*TRECHO DO DOCUMENTO*.
——

O Nordeste será revisitado em seguida. Nesse périplo populista, o presidente exibe um discurso eleitoreiro e sem sentido, já que não participará da campanha para as eleições municipais, seja porque não quer se envolver com os candidatos, seja porque seu novo partido, o Aliança pelo Brasil, não saiu do papel. Mesmo assim, tem seguido uma verdadeira campanha antecipada. “Bolsonaro deixou de governar para pensar em 2022”, diz Luciano Bivar, presidente do PSL.

Na verdade, pode-se dizer que Bolsonaro nunca desceu do palanque, pois nunca trocou o embate político pela responsabilidade de governar para todos. Nunca liderou de fato o País.

NOVA FASE

A nova fase, menos beligerante e mergulhando nos grotões, aconteceu por um cálculo político. A inflexão ocorreu após a prisão de Fabrício Queiroz e a demissão do ministro Sergio Moro. Com elas, ruiu a imagem de um político comprometido contra a corrupção. Como consequência, diminuiu o apoio da classe média nos grandes centros urbanos. Bolsonaro não pode contar com o suporte que obteve nas eleições de 2018, quando o Sudeste e o Sul formaram sua principal base eleitoral. Para as próximas eleições, o jogo será diferente. Na avaliação do Palácio do Planalto, até o momento o presidente tem mantido o apoio de um terço do eleitorado. Se conquistar o Nordeste, segundo maior colégio eleitoral do País, pode garantir a reeleição. Pelo menos esse é o plano. Para manter a governabilidade e evitar a ameaça de impeachment, Bolsonaro também apostou no Centrão, o grupo de partidos fisiológicos do Congresso. Na sua viagem ao Piauí, por exemplo, foi ciceroneado pelo senador Ciro Nogueira, o presidente do PP que foi aliado histórico de Lula e está enrolado na Lava Jato. Um dos principais nomes do Centrão, Nogueira pareceu entusiasmado com sua conversão bolsonarista. E ele também convém a Bolsonaro, que perdeu para o Fernando Haddad nas últimas eleições no Piauí de forma acachapante — o petista conquistou 77% dos votos válidos. Ainda faz parte da nova estratégia a criação do Renda Brasil, programa que sucederá o Bolsa Família, que garantiu o apoio do Nordeste ao PT nas últimas eleições. Bolsonaro percebeu que o auxílio emergencial de R$ 600 virou uma arma poderosa, por isso aposta nessa nova marca social. Apenas por causa do programa, a proporção de pessoas vivendo abaixo da linha da pobreza caiu aos menores índices em pelo menos 40 anos, segundo o Instituto Brasileiro de Economia da Fundação Getulio Vargas (Ibre/FGV). Porém, virar o rei do Nordeste não será uma tarefa óbvia. Bolsonaro precisará enfrentar a maioria dos governadores, que são de oposição. Além disso, a região teve investimentos robustos dos governos petistas.

——

Entradas de dados armazenadas
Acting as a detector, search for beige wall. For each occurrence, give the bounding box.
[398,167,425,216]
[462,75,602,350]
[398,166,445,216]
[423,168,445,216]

——

*SUA TAREFA*.
Reproduza do trecho sobre a estratégia de Bolsonaro tudo o que vai de "O Nordeste será" até "presidente do PSL.". Os registros não têm relação com o trecho.

*SOLUÇÃO DA TAREFA*.
O Nordeste será revisitado em seguida. Nesse périplo populista, o presidente exibe um discurso eleitoreiro e sem sentido, já que não participará da campanha para as eleições municipais, seja porque não quer se envolver com os candidatos, seja porque seu novo partido, o Aliança pelo Brasil, não saiu do papel. Mesmo assim, tem seguido uma verdadeira campanha antecipada. “Bolsonaro deixou de governar para pensar em 2022”, diz Luciano Bivar, presidente do PSL.